• [Requirements] Only the pictures stay out; every record is to be quoted exactly.

-----

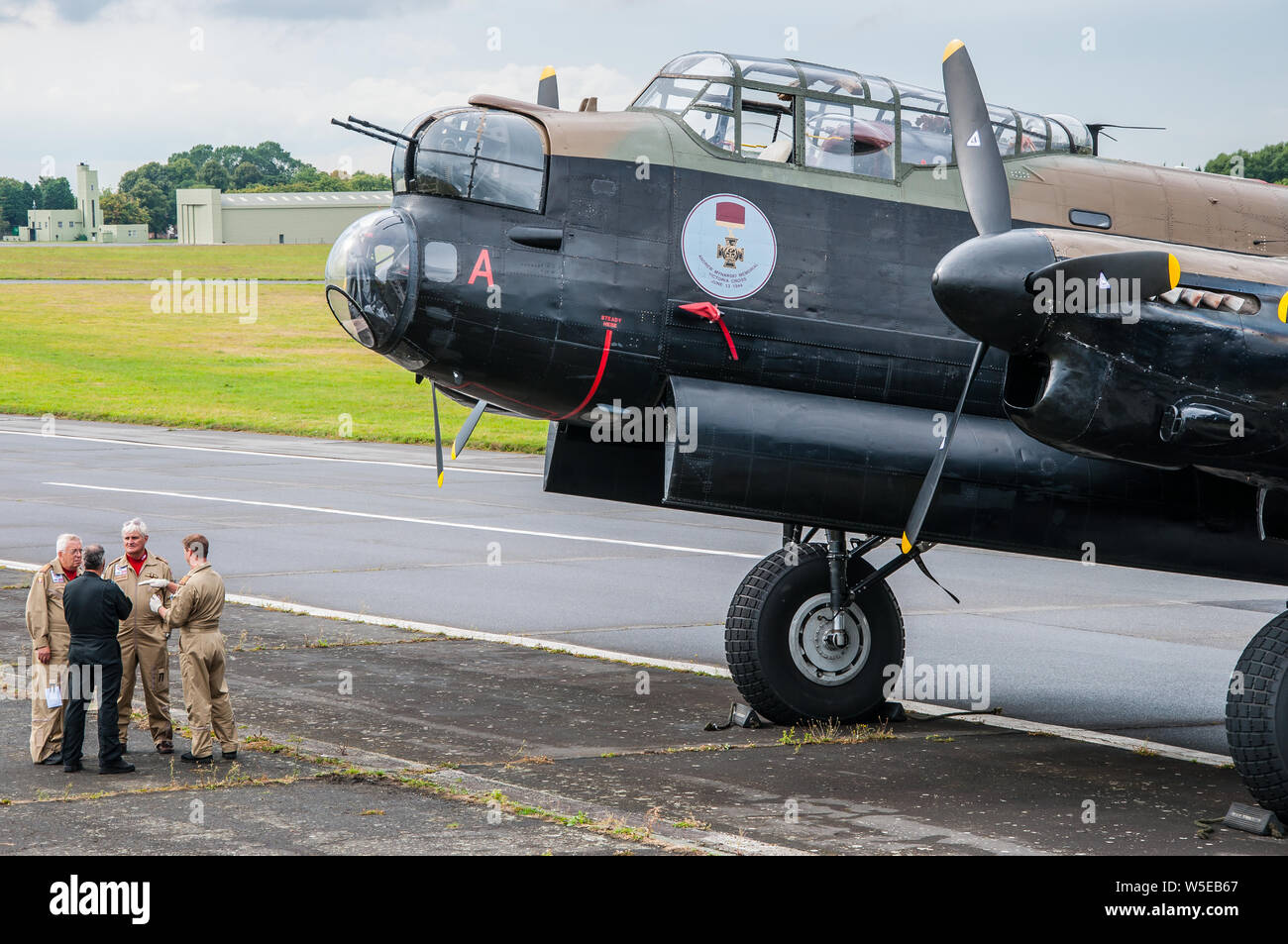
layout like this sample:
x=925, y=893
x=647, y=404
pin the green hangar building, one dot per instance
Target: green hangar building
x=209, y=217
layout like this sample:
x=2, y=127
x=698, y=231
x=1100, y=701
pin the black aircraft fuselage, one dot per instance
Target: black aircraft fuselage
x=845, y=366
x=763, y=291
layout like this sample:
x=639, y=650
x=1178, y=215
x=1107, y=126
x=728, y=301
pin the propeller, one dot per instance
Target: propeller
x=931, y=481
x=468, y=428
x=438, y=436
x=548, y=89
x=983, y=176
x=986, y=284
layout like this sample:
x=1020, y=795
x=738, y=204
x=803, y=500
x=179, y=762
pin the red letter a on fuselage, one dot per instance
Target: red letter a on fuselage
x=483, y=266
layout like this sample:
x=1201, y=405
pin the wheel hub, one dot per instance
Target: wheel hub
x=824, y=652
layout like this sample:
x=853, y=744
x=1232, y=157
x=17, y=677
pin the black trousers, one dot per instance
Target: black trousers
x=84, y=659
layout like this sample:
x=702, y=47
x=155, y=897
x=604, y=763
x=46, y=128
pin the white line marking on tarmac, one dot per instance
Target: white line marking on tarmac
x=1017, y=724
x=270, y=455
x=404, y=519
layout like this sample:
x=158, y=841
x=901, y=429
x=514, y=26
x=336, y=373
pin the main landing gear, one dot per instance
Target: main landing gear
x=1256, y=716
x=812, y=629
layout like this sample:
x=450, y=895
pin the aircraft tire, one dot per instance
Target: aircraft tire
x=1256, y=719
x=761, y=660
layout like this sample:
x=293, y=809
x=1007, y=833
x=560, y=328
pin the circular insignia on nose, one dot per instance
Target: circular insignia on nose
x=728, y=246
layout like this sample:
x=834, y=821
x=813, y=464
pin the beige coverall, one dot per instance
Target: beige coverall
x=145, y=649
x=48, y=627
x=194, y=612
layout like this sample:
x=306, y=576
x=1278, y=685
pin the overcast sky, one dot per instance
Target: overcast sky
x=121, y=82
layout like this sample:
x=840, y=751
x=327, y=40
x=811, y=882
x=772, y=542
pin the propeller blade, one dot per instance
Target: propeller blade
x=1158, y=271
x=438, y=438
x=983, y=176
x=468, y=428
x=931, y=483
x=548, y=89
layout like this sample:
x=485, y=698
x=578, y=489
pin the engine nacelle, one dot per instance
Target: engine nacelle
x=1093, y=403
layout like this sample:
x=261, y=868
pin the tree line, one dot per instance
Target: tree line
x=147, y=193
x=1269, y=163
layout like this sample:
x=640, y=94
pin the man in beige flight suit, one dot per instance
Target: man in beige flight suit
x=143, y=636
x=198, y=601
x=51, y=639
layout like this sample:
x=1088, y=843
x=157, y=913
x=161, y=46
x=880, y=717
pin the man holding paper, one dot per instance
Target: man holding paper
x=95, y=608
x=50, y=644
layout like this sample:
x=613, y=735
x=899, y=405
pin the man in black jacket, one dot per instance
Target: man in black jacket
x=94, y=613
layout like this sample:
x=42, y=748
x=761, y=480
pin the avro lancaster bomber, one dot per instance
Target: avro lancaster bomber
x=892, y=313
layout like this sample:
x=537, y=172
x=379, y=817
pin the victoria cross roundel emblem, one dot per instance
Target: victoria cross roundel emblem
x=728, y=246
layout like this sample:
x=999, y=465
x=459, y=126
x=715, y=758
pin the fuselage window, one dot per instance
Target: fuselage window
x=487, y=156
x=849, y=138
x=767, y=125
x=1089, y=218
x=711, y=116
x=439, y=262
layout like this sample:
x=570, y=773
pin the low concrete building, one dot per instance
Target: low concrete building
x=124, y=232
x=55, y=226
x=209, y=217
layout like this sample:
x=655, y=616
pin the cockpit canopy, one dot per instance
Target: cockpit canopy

-----

• [Task response]
layout like this sample:
x=925, y=893
x=647, y=404
pin the green hangar building, one dot per instance
Target: green hangar building
x=209, y=217
layout like this sample:
x=2, y=127
x=698, y=231
x=1100, y=701
pin the black aircraft fuselage, one dot per instance
Target: black aircraft fuselage
x=845, y=366
x=763, y=291
layout like this sample:
x=639, y=650
x=1178, y=215
x=1107, y=126
x=728, y=301
pin the propeller, one dot per instance
Target: propeller
x=931, y=481
x=468, y=428
x=438, y=436
x=548, y=89
x=983, y=176
x=986, y=284
layout like this sample:
x=1020, y=795
x=738, y=204
x=803, y=500
x=179, y=762
pin the red letter a on fuselage, one dot per instance
Target: red letter a on fuselage
x=483, y=266
layout like this sample:
x=1201, y=405
pin the wheel hub, one dot per instance
Target: wheel hub
x=824, y=652
layout like this sample:
x=853, y=744
x=1232, y=157
x=17, y=677
pin the black trousers, one dot per instance
Target: black trousers
x=84, y=659
layout like this sample:
x=702, y=47
x=155, y=897
x=604, y=763
x=46, y=128
pin the white line marking on tarmac, one dot per instance
Target: white line marking on tarmac
x=1017, y=724
x=270, y=455
x=404, y=519
layout like this sample:
x=158, y=841
x=901, y=429
x=514, y=26
x=336, y=373
pin the main landing gear, one dot per instance
Target: main landing gear
x=1256, y=716
x=812, y=629
layout like this sample:
x=450, y=895
pin the aircraft tire, one dot per instance
Target: aircraft tire
x=1256, y=719
x=761, y=660
layout like this sample:
x=293, y=809
x=1007, y=833
x=560, y=328
pin the circular insignia on nose, one dot per instance
Target: circular insignia on nose
x=728, y=246
layout like this sample:
x=834, y=821
x=813, y=464
pin the beige coverall, one dot per instance
Target: beige coverall
x=145, y=649
x=48, y=627
x=194, y=612
layout like this sample:
x=306, y=576
x=1278, y=685
pin the overcast sky, one dot per instance
Target: overcast sky
x=121, y=82
layout like this sample:
x=840, y=751
x=327, y=40
x=811, y=882
x=772, y=542
pin the propeller blade, one dot per instance
Target: propeller blade
x=1158, y=271
x=438, y=438
x=983, y=176
x=468, y=428
x=931, y=483
x=548, y=89
layout like this sample:
x=485, y=698
x=578, y=489
pin the engine nacelle, one dot per instance
Target: engine nacelle
x=1093, y=403
layout like this sample:
x=261, y=868
pin the tree line, one dot per instance
Target: tree line
x=147, y=193
x=1269, y=163
layout like this sample:
x=640, y=94
pin the man in beige flight suit, one dot per instance
Target: man in beige flight suit
x=143, y=636
x=198, y=601
x=51, y=639
layout like this sample:
x=1088, y=843
x=157, y=913
x=161, y=46
x=880, y=717
pin the man holding paper, one dot per instance
Target: man holding paper
x=95, y=608
x=50, y=644
layout like this sample:
x=613, y=735
x=899, y=405
pin the man in black jacket, one dot per instance
Target: man in black jacket
x=94, y=613
layout like this sample:
x=42, y=748
x=761, y=480
pin the avro lancaster bomber, one dot per instance
Target: avro lancaster bomber
x=892, y=313
layout like this sample:
x=537, y=172
x=379, y=817
pin the victoria cross roundel emblem, one dot per instance
Target: victoria cross roundel emblem
x=728, y=246
layout like this sample:
x=999, y=465
x=459, y=126
x=715, y=758
pin the fuselage window, one dot per instance
Target: fuselage window
x=487, y=156
x=849, y=138
x=767, y=125
x=1089, y=218
x=711, y=116
x=439, y=262
layout like this sample:
x=570, y=773
pin the low concrete building, one dot per instance
Target: low concrete building
x=124, y=232
x=55, y=226
x=209, y=217
layout like this sample:
x=655, y=616
pin the cockpit canopy, one dot per instance
Target: cockpit canopy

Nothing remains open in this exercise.